## What you will do
Put the lines of each row below into a JSON list of strings, one string per line, with blank lines left out.

## Supplied material
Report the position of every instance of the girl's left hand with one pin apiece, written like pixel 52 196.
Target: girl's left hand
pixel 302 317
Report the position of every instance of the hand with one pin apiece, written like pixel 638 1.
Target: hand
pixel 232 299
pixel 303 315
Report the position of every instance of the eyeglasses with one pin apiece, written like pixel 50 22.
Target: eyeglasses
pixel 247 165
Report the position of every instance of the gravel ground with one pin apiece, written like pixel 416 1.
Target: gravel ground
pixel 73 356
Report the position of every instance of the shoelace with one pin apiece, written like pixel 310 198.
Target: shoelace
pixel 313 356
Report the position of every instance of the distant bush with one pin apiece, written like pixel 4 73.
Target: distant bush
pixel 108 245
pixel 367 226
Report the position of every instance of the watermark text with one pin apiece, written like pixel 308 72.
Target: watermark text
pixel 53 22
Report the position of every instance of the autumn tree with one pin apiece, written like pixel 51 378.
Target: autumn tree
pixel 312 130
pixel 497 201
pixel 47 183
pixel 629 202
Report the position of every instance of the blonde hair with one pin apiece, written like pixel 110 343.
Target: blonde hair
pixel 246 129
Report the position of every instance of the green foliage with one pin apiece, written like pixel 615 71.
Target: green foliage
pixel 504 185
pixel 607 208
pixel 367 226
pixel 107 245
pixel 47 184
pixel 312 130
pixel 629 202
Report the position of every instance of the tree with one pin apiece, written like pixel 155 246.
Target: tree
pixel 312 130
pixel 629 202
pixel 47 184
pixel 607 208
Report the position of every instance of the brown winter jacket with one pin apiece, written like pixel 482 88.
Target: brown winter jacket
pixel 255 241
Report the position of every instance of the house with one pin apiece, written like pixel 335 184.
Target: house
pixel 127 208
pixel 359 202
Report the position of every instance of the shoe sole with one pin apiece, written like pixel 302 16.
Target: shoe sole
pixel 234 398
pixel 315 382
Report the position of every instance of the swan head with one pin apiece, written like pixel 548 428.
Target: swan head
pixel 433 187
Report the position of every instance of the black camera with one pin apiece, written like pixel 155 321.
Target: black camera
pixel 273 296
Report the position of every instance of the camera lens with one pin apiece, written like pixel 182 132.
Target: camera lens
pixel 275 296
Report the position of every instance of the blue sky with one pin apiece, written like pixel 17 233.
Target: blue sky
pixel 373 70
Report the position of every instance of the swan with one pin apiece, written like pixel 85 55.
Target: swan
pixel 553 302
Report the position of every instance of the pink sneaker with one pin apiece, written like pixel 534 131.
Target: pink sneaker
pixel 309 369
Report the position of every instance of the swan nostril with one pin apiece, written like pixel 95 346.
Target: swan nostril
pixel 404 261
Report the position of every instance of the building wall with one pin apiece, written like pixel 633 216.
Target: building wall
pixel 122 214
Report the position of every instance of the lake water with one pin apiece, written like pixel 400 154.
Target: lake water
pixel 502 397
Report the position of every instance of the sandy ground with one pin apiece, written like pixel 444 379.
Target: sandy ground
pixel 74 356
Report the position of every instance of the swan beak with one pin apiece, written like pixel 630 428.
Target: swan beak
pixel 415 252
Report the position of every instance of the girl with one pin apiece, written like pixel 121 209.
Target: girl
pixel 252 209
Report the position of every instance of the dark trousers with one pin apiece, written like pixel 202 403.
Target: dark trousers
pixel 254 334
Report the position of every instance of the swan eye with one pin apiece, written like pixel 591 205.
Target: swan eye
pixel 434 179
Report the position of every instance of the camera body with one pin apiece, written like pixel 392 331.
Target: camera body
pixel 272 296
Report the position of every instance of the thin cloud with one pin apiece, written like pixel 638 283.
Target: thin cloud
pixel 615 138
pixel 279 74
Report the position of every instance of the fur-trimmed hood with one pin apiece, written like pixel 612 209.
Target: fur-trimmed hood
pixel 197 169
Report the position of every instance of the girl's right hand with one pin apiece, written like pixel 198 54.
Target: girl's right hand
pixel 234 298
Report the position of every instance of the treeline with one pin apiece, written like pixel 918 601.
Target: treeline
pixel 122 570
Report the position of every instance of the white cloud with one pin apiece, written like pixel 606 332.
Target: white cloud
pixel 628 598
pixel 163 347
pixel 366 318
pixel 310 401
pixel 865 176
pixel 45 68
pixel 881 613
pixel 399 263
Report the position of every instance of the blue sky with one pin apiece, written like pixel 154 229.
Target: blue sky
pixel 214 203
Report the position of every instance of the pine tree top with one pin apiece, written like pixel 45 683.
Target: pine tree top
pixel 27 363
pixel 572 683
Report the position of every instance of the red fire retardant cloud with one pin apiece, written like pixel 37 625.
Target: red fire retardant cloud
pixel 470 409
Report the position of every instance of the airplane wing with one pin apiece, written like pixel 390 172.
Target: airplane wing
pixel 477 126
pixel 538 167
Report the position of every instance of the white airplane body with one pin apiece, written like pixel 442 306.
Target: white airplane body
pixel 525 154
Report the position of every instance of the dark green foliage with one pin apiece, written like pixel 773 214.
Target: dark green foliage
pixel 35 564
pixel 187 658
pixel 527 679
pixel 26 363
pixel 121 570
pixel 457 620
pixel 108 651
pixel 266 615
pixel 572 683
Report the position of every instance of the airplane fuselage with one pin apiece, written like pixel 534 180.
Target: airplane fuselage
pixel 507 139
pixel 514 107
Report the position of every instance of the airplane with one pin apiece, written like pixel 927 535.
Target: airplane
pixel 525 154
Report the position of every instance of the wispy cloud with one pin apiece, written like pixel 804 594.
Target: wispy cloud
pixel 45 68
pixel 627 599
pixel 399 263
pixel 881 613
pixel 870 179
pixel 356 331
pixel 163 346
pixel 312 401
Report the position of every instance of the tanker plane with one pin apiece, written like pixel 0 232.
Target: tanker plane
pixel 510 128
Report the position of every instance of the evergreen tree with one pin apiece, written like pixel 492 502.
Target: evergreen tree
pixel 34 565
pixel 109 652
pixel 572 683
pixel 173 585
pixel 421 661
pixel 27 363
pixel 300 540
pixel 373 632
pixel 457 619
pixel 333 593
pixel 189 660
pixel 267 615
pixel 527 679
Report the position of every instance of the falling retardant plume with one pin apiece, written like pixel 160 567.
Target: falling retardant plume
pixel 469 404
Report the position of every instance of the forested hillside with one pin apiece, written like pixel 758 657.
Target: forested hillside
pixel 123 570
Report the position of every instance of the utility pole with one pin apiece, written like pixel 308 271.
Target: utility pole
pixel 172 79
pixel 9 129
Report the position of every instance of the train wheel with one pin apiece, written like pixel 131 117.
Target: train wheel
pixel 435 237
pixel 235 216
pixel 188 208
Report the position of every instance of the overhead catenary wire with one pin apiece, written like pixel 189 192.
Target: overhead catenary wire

## Exercise solution
[
  "Report the position of every instance of the girl's left hand with one pin apiece, written like pixel 52 196.",
  "Target: girl's left hand",
  "pixel 302 317",
  "Report the position of every instance of the hand with one pin apiece, written like pixel 638 1.",
  "Target: hand",
  "pixel 232 299",
  "pixel 303 315",
  "Report the position of every instance of the eyeglasses with one pin apiece, written like pixel 50 22.",
  "Target: eyeglasses",
  "pixel 247 165",
  "Report the position of every instance of the gravel ground with one pin apiece, written like pixel 416 1.",
  "Target: gravel ground",
  "pixel 73 356",
  "Report the position of every instance of the shoelace with one pin apiece, written like pixel 310 198.",
  "Target: shoelace",
  "pixel 313 356",
  "Report the position of every instance of the distant bush with one pin apiece, written like pixel 4 73.",
  "Target: distant bush",
  "pixel 108 245",
  "pixel 367 226",
  "Report the position of every instance of the watermark text with one pin apiece, written like pixel 308 72.",
  "Target: watermark text",
  "pixel 53 22",
  "Report the position of every instance of the autumn tree with one pin apiece, written like pixel 51 378.",
  "Target: autumn tree",
  "pixel 312 130",
  "pixel 497 201",
  "pixel 47 183",
  "pixel 629 202",
  "Report the position of every instance of the blonde hair with one pin apiece, written like pixel 110 343.",
  "Target: blonde hair",
  "pixel 246 129",
  "Report the position of every instance of the green foliage with one pin apiece, written like pixel 615 71.",
  "Target: green foliage",
  "pixel 504 185",
  "pixel 607 208",
  "pixel 367 226",
  "pixel 107 245",
  "pixel 47 184",
  "pixel 312 130",
  "pixel 629 202",
  "Report the position of every instance of the tree with one pin apiece, written like pixel 155 246.",
  "Target: tree",
  "pixel 312 130",
  "pixel 629 202",
  "pixel 47 184",
  "pixel 607 208",
  "Report the position of every instance of the brown winter jacket with one pin apiece, written like pixel 482 88.",
  "Target: brown winter jacket",
  "pixel 255 241",
  "Report the position of every instance of the house with one pin apiece, written like pixel 335 184.",
  "Target: house",
  "pixel 127 208",
  "pixel 359 202",
  "Report the position of every instance of the shoe sole with one pin apiece, written like pixel 302 16.",
  "Target: shoe sole",
  "pixel 234 398",
  "pixel 315 382",
  "Report the position of every instance of the swan head with one pin apiece, written like pixel 548 428.",
  "Target: swan head",
  "pixel 433 187",
  "Report the position of every instance of the black camera with one pin apiece, written like pixel 155 321.",
  "Target: black camera",
  "pixel 273 296",
  "Report the position of every instance of the camera lens with one pin apiece, written like pixel 182 132.",
  "Target: camera lens",
  "pixel 275 296",
  "Report the position of every instance of the blue sky with one pin apiece, written like pixel 17 233.",
  "Target: blue sky",
  "pixel 373 70",
  "Report the position of every instance of the swan with one pin apiece, written like pixel 85 55.",
  "Target: swan",
  "pixel 553 302",
  "Report the position of every instance of the pink sneaker with one pin apiece, written like pixel 534 131.",
  "Target: pink sneaker",
  "pixel 309 369",
  "Report the position of every instance of the swan nostril with one pin apiece, written like pixel 95 346.",
  "Target: swan nostril",
  "pixel 404 261",
  "Report the position of every instance of the building wall with one pin apiece, written like pixel 633 216.",
  "Target: building wall",
  "pixel 122 214",
  "Report the position of every instance of the lake water with one pin apiece, written like pixel 400 154.",
  "Target: lake water",
  "pixel 502 397",
  "Report the position of every instance of the sandy ground with one pin apiece, written like pixel 444 379.",
  "Target: sandy ground",
  "pixel 74 356",
  "Report the position of every instance of the swan beak with one pin apiece, written like pixel 630 428.",
  "Target: swan beak",
  "pixel 415 252",
  "Report the position of every instance of the girl with one pin apiece, written like pixel 121 209.",
  "Target: girl",
  "pixel 252 209",
  "Report the position of every instance of the dark trousers with one pin apiece, written like pixel 202 403.",
  "Target: dark trousers",
  "pixel 254 334",
  "Report the position of every instance of the swan eye with one pin apiece, written like pixel 591 205.",
  "Target: swan eye",
  "pixel 434 179",
  "Report the position of every instance of the camera body with one pin apiece, written like pixel 392 331.",
  "Target: camera body",
  "pixel 272 296",
  "Report the position of every instance of the thin cloud with one pin apiece, written like pixel 638 283.",
  "Target: thin cloud",
  "pixel 615 138",
  "pixel 279 74",
  "Report the position of every instance of the fur-trimmed hood with one pin apiece, written like pixel 612 209.",
  "Target: fur-trimmed hood",
  "pixel 197 169",
  "Report the position of every instance of the girl's right hand with one pin apiece, written like pixel 198 54.",
  "Target: girl's right hand",
  "pixel 234 298",
  "Report the position of every instance of the treeline with one pin apiece, written like pixel 918 601.",
  "Target: treeline",
  "pixel 122 570",
  "Report the position of every instance of the white cloud with one pin apiece, written like pixel 606 332.",
  "Target: white cloud",
  "pixel 628 598",
  "pixel 163 347",
  "pixel 366 318",
  "pixel 310 401",
  "pixel 865 176",
  "pixel 45 68",
  "pixel 881 613",
  "pixel 399 263",
  "Report the position of every instance of the blue sky with one pin apiece, written like pixel 154 229.",
  "Target: blue sky",
  "pixel 214 203",
  "Report the position of every instance of the pine tree top with one pin apiece, written like pixel 45 683.",
  "Target: pine tree top",
  "pixel 27 363",
  "pixel 572 683",
  "Report the position of every instance of the red fire retardant cloud with one pin apiece, written like pixel 37 625.",
  "Target: red fire retardant cloud",
  "pixel 470 409",
  "Report the position of every instance of the airplane wing with one pin apiece, written like pixel 390 172.",
  "Target: airplane wing",
  "pixel 477 126",
  "pixel 538 167",
  "Report the position of every instance of the white airplane body with one pin apiece, written like pixel 442 306.",
  "Target: white airplane body",
  "pixel 525 154",
  "Report the position of every instance of the dark green foliage with one pin apiece, written like pixel 773 214.",
  "Target: dark green foliage",
  "pixel 35 564",
  "pixel 187 658",
  "pixel 527 679",
  "pixel 26 363",
  "pixel 121 570",
  "pixel 457 620",
  "pixel 108 651",
  "pixel 266 615",
  "pixel 572 683",
  "Report the position of every instance of the airplane fuselage with one pin apiece, written like pixel 534 180.",
  "Target: airplane fuselage",
  "pixel 507 139",
  "pixel 514 107",
  "Report the position of every instance of the airplane with one pin apiece, written like pixel 927 535.",
  "Target: airplane",
  "pixel 525 154",
  "Report the position of every instance of the wispy cloud with one pin apiece, written like pixel 804 594.",
  "Target: wispy cloud",
  "pixel 45 68",
  "pixel 627 599",
  "pixel 399 263",
  "pixel 881 613",
  "pixel 870 179",
  "pixel 356 331",
  "pixel 163 346",
  "pixel 312 401",
  "Report the position of every instance of the tanker plane with one pin apiece, written like pixel 0 232.",
  "Target: tanker plane",
  "pixel 510 128",
  "Report the position of every instance of the evergreen tree with one pin apiece, written like pixel 492 502.",
  "Target: evergreen tree",
  "pixel 34 565",
  "pixel 109 652",
  "pixel 572 683",
  "pixel 173 585",
  "pixel 421 661",
  "pixel 27 363",
  "pixel 300 540",
  "pixel 373 632",
  "pixel 457 619",
  "pixel 333 593",
  "pixel 189 660",
  "pixel 267 615",
  "pixel 527 679",
  "Report the position of every instance of the falling retardant plume with one pin apiece, written like pixel 160 567.",
  "Target: falling retardant plume",
  "pixel 469 404",
  "Report the position of every instance of the forested hillside with one pin apiece, written like pixel 758 657.",
  "Target: forested hillside",
  "pixel 123 570",
  "Report the position of every instance of the utility pole with one pin apiece, written like pixel 308 271.",
  "Target: utility pole",
  "pixel 172 79",
  "pixel 9 129",
  "Report the position of every instance of the train wheel with one pin apiece, written like pixel 131 117.",
  "Target: train wheel",
  "pixel 435 237",
  "pixel 235 216",
  "pixel 188 208",
  "Report the position of every instance of the overhead catenary wire with one pin apiece, written like pixel 189 192.",
  "Target: overhead catenary wire"
]